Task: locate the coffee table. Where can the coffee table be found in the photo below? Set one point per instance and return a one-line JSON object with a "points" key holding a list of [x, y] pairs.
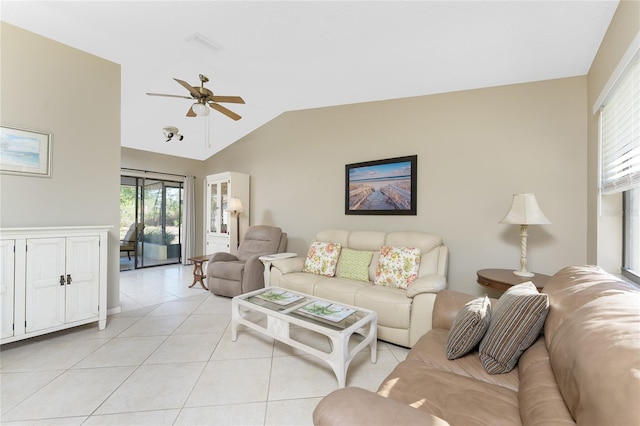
{"points": [[282, 314]]}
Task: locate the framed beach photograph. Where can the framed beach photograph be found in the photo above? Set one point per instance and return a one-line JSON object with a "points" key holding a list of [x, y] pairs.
{"points": [[382, 187], [25, 152]]}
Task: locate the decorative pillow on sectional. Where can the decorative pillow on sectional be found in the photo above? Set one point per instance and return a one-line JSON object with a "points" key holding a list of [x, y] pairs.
{"points": [[354, 264], [397, 266], [468, 328], [322, 258], [516, 321]]}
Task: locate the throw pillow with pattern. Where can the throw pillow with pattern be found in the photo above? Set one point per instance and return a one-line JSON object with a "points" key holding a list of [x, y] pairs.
{"points": [[322, 258], [397, 266], [469, 326]]}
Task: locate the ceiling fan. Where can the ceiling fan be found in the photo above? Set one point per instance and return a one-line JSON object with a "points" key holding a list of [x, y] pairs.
{"points": [[204, 97]]}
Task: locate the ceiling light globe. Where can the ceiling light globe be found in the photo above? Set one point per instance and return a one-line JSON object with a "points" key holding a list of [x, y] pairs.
{"points": [[200, 109]]}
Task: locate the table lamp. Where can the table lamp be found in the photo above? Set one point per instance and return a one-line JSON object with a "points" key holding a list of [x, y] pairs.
{"points": [[235, 207], [524, 211]]}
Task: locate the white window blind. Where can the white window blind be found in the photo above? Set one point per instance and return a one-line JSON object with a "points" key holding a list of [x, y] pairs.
{"points": [[620, 132]]}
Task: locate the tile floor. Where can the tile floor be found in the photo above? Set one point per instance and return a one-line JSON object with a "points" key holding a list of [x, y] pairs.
{"points": [[168, 359]]}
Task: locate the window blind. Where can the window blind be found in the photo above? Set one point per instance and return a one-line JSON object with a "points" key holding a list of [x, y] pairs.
{"points": [[620, 132]]}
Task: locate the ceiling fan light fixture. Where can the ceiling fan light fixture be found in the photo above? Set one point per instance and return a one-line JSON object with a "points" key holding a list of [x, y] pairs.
{"points": [[200, 109]]}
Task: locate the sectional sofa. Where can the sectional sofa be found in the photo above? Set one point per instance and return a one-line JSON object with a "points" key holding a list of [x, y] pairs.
{"points": [[583, 369]]}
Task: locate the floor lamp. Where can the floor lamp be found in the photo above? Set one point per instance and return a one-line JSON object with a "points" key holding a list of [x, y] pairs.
{"points": [[235, 207], [524, 211]]}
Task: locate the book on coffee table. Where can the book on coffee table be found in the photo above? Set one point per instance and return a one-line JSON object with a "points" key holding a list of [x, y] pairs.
{"points": [[327, 310], [280, 297]]}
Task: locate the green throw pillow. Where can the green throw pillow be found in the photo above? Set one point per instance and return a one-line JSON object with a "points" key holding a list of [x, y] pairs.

● ● ● ● ● ● ●

> **Stated exercise**
Shift every point coordinate in the answers up by 86, and write the lines out again with their requests, beginning at the line that has "Task: locate the window" and stopping after the last line of the listing.

> **Task solution**
Task: locate the window blind. Where can the window blind be found in the photo above? Set one point per instance and return a one-line JSON object with a "points" key holding a list of [x, y] pairs.
{"points": [[706, 218]]}
Task: locate the ceiling fan light fixture. Where can the ceiling fan light fixture be found in the photo above? Set one point per instance and return a one-line JSON object with a "points" key holding a list of [x, y] pairs.
{"points": [[286, 195]]}
Task: locate the sectional sofa. Where can the sectional sofa be found in the photo above? Set one point per instance and return a one-line JSON object with a "points" key holding a list of [x, y] pairs.
{"points": [[669, 455]]}
Task: locate the floor lamp. Where can the floor lamp be found in the photo above? Set one point per instance and return a one-line JSON object with a "points" key holding a list of [x, y] pairs.
{"points": [[321, 293], [610, 297]]}
Task: locate the book on coffee table. Where can the book on coffee table be found in the photo above? Set one point per instance and return a one-line JSON object with a "points" key holding a list of [x, y] pairs.
{"points": [[413, 396], [366, 383]]}
Task: locate the green throw pillow. Where can the green throw pillow be found in the photo above? Set one point per instance and return a one-line JSON object with a "points" key holding a list of [x, y] pairs.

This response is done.